Task item
Type out all the data below, word for word.

◇ ◇ ◇ ◇ ◇ ◇ ◇

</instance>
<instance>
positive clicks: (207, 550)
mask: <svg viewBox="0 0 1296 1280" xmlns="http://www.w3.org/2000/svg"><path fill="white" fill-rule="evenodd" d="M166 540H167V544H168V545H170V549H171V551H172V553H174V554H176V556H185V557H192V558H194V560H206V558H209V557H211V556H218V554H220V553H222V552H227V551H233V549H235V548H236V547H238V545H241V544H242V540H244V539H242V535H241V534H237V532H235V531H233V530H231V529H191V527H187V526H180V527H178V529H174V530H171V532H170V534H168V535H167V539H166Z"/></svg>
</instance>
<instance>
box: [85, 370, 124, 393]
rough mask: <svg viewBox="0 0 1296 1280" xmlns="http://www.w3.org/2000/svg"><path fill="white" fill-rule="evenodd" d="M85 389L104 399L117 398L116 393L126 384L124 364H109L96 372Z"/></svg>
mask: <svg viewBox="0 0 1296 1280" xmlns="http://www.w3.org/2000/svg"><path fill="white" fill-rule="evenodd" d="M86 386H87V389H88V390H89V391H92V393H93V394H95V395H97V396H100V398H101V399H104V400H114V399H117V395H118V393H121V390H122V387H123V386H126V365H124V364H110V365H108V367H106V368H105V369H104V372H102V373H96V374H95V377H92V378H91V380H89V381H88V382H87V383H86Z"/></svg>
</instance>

◇ ◇ ◇ ◇ ◇ ◇ ◇

Task solution
</instance>
<instance>
positive clicks: (207, 550)
mask: <svg viewBox="0 0 1296 1280" xmlns="http://www.w3.org/2000/svg"><path fill="white" fill-rule="evenodd" d="M166 540H167V544H168V545H170V549H171V551H172V553H174V554H176V556H185V557H192V558H194V560H206V558H209V557H211V556H218V554H220V553H222V552H227V551H233V549H235V548H236V547H238V545H241V544H242V540H244V539H242V535H241V534H237V532H235V531H233V530H231V529H191V527H187V526H180V527H178V529H174V530H171V532H170V534H168V535H167V539H166Z"/></svg>
</instance>
<instance>
box: [85, 370, 124, 393]
rough mask: <svg viewBox="0 0 1296 1280" xmlns="http://www.w3.org/2000/svg"><path fill="white" fill-rule="evenodd" d="M85 389L104 399L117 398L116 393L126 384L124 364H109L96 372Z"/></svg>
mask: <svg viewBox="0 0 1296 1280" xmlns="http://www.w3.org/2000/svg"><path fill="white" fill-rule="evenodd" d="M86 386H87V389H88V390H89V391H92V393H93V394H95V395H97V396H100V398H101V399H104V400H114V399H117V395H118V393H121V390H122V387H123V386H126V365H124V364H110V365H108V367H106V368H105V369H104V372H102V373H96V374H95V377H92V378H91V380H89V381H88V382H87V383H86Z"/></svg>
</instance>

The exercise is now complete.